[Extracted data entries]

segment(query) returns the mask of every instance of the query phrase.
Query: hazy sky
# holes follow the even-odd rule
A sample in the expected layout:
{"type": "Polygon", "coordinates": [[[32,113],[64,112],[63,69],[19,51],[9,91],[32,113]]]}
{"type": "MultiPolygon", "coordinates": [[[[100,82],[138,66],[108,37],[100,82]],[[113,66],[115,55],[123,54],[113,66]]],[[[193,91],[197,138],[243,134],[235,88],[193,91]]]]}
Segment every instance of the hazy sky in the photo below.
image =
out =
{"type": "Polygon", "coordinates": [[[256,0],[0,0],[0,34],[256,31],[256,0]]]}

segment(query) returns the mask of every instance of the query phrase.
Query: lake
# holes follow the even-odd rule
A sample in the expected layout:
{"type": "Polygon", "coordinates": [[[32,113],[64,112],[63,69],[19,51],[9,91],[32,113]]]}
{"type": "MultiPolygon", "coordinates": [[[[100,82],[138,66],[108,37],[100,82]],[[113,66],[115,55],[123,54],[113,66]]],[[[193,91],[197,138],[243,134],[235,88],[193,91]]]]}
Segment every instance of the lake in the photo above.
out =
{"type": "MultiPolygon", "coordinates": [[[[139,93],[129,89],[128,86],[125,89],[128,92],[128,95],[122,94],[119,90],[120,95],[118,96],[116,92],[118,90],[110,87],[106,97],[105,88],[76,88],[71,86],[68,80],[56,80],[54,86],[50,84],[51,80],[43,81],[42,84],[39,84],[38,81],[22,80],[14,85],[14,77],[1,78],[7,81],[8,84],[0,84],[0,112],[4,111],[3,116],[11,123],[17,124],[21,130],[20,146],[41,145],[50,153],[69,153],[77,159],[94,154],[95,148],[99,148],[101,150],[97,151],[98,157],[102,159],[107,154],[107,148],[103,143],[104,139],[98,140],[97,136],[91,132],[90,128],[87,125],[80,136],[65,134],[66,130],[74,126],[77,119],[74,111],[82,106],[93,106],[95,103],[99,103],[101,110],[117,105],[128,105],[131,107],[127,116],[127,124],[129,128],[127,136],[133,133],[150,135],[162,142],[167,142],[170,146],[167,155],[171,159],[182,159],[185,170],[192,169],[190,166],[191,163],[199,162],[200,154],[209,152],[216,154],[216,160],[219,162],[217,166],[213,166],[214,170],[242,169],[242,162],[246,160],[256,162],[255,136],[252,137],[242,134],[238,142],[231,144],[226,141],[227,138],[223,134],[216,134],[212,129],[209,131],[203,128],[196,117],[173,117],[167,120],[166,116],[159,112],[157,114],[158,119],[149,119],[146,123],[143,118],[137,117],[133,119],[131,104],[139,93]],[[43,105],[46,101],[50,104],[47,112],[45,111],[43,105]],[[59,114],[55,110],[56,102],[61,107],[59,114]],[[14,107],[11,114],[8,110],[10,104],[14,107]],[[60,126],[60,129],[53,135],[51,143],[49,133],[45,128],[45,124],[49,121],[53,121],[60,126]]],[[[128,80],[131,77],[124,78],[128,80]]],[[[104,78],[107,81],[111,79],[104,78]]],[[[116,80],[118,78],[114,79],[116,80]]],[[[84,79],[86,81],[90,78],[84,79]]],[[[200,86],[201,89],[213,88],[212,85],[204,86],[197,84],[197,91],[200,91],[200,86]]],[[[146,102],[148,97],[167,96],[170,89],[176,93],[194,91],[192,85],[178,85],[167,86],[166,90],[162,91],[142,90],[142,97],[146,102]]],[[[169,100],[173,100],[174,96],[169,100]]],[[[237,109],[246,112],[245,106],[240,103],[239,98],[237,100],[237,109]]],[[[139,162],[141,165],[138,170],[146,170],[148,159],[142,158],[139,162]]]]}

## WORK TO DO
Gather every line in the material above that contains the word "photo". Case counts.

## CORRECT RESULT
Segment every instance of the hazy sky in the photo below.
Segment every instance of the lake in the photo above.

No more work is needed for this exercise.